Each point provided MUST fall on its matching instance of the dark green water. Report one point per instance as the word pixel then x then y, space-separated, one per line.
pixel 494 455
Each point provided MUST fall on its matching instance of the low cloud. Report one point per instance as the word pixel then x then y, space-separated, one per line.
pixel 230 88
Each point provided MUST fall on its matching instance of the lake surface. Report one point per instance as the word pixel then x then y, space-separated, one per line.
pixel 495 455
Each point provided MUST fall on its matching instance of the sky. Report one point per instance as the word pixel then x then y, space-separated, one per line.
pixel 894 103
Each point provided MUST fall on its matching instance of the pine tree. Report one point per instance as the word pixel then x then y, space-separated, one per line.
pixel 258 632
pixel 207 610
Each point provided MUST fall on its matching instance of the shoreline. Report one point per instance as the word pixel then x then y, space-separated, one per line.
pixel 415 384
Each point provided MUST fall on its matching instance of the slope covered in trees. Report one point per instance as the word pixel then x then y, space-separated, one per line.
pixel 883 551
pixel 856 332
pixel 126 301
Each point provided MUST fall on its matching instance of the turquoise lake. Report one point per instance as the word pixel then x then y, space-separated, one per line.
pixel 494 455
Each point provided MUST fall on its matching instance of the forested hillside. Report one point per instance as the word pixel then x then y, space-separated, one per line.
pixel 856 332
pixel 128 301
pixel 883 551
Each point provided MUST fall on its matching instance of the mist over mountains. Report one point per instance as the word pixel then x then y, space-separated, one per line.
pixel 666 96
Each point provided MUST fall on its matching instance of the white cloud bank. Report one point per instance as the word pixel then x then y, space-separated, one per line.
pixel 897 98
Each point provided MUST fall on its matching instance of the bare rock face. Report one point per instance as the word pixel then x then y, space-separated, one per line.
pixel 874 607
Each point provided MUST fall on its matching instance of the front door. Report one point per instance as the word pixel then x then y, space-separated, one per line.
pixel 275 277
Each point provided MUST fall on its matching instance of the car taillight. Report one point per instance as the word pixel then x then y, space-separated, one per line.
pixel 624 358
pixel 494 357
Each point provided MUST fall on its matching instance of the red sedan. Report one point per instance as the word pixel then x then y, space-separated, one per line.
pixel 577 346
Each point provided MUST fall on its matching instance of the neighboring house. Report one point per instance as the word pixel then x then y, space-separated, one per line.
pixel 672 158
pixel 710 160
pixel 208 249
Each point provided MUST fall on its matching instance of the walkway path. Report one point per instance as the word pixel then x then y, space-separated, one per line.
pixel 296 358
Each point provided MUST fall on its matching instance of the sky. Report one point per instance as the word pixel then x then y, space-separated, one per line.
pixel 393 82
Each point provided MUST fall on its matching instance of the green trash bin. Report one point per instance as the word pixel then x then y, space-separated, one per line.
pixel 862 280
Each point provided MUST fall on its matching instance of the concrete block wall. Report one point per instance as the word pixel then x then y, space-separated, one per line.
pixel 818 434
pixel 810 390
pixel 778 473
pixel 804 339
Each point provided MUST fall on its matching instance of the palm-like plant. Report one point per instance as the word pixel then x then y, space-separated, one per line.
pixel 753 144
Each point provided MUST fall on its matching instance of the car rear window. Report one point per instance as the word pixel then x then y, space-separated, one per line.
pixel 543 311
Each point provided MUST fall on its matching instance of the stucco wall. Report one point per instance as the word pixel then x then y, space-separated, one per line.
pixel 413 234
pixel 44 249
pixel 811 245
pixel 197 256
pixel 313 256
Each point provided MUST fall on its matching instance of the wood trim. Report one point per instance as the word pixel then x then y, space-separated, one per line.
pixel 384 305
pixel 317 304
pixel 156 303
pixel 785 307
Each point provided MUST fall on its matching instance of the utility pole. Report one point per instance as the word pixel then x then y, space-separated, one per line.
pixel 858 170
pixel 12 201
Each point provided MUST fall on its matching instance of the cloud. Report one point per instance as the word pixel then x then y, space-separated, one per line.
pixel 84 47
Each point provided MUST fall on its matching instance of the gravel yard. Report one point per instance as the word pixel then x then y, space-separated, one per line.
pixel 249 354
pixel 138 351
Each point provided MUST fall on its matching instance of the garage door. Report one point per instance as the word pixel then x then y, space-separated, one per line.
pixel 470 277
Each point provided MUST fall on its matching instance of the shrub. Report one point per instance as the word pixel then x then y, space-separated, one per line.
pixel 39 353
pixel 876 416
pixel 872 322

....

What the exercise asks => Copy all of the data above line for line, keeping every line unchanged and in its original order.

Exercise answer =>
Each point provided MUST fall on its matching instance of the dark green water. Report one point per instance as the word pixel then x then y, space-separated, one per line.
pixel 494 455
Each point provided MUST fall on its matching instance of the low cloud. Report one point per instance as the word pixel then x then y, space-separated, one per line.
pixel 230 88
Each point provided MUST fall on its matching instance of the lake surface. Report one point per instance as the word pixel then x then y, space-separated, one per line.
pixel 495 455
Each point provided MUST fall on its matching instance of the sky. Report one point per instance as the word pixel then x then y, space-separated, one per line.
pixel 894 103
Each point provided MUST fall on its matching instance of the pine tree. Report one point per instance as the word pixel then x then y, space-separated, one per line.
pixel 258 632
pixel 207 610
Each point provided MUST fall on its matching instance of the shoreline. Report one point per instance as the word pixel then x then y, space-separated, one per line.
pixel 415 384
Each point provided MUST fall on its matching instance of the slope covered in trees. Report one point per instance as the word pixel then x then y, space-separated, one per line.
pixel 883 551
pixel 856 332
pixel 126 301
Each point provided MUST fall on its matching instance of the turquoise lake. Report one point per instance as the word pixel then x then y, space-separated, one per line.
pixel 494 455
Each point provided MUST fall on its matching instance of the forested hillside. Report one point per instance as the word pixel then x then y, space-separated, one per line.
pixel 856 332
pixel 128 301
pixel 883 551
Each point provided MUST fall on its matching instance of the mist over mountains. Report one point per instance as the word pixel then x then y, space-separated, one per line.
pixel 666 96
Each point provided MUST fall on its matching instance of the white cloud bank. Report one point per instance as the word pixel then x then y, space-separated, one per line.
pixel 897 98
Each point provided MUST fall on its matching instance of the bare rock face. Report one point per instance as the word pixel then x then y, space-separated, one per line.
pixel 874 607
Each point provided MUST fall on its matching instance of the front door. Report one point per instance as the word pixel then x then y, space-separated, one per line.
pixel 275 277
Each point provided MUST fall on its matching instance of the car taillight. Report one point per instance as the word pixel then x then y, space-separated, one per line.
pixel 624 358
pixel 494 357
Each point provided MUST fall on its matching instance of the red sedan. Report one point per instance as the word pixel then x then y, space-separated, one per line.
pixel 577 346
Each point provided MUST fall on its matching instance of the neighboring house. Report one point per instance as the word pixel then x then y, space-separated, one per line.
pixel 672 158
pixel 710 160
pixel 208 249
Each point provided MUST fall on its matching instance of the walkway path. Report one point per instance as the word pixel then x then y, space-separated, one per line.
pixel 296 358
Each point provided MUST fall on its matching instance of the sky. Report one point per instance as the word pixel then x then y, space-separated, one per line.
pixel 393 82
Each point provided MUST fall on its matching instance of the green trash bin. Report one point per instance as the word pixel then x then y, space-separated, one per line.
pixel 862 280
Each point provided MUST fall on its matching instance of the concrete block wall. Report one point per instance as the word pixel then x then y, space-separated, one per line.
pixel 818 434
pixel 810 390
pixel 778 473
pixel 804 339
Each point provided MUST fall on its matching instance of the palm-like plant. Report one point per instance as the word pixel then x then y, space-separated, one per line.
pixel 753 144
Each point provided MUST fall on its matching instance of the car rear window. Report one point per instance as the word pixel then x then y, space-separated, one per line.
pixel 543 311
Each point provided MUST fall on its matching instance of the stucco wall. Report one point per instance as the word pixel then x then y, space-separated, one per line.
pixel 413 234
pixel 44 249
pixel 811 245
pixel 197 256
pixel 313 256
Each point provided MUST fall on its matching instance of the wood trim. Report one point per instance as the word pixel then x then y, space-separated, one per line.
pixel 384 305
pixel 317 304
pixel 156 303
pixel 785 307
Each point provided MUST fall on its matching instance of the utility pole. Report one point per instance as the word pixel then x then y, space-separated, one per line.
pixel 858 170
pixel 12 201
Each point provided MUST fall on its matching instance of the cloud. Report one point per instance as the word pixel then x then y, space-separated, one per line.
pixel 84 47
Each point provided MUST fall on its matching instance of the gravel yard. Report one point per instance as the word pixel then x then y, space-separated, one per line.
pixel 249 354
pixel 138 351
Each point provided MUST fall on its matching instance of the garage door. Report one point per instance as the word pixel then x then y, space-separated, one per line.
pixel 470 277
Each point provided MUST fall on its matching instance of the shrub. Report one point per instance as the word pixel then x then y, space-separated, one per line.
pixel 39 353
pixel 876 416
pixel 872 322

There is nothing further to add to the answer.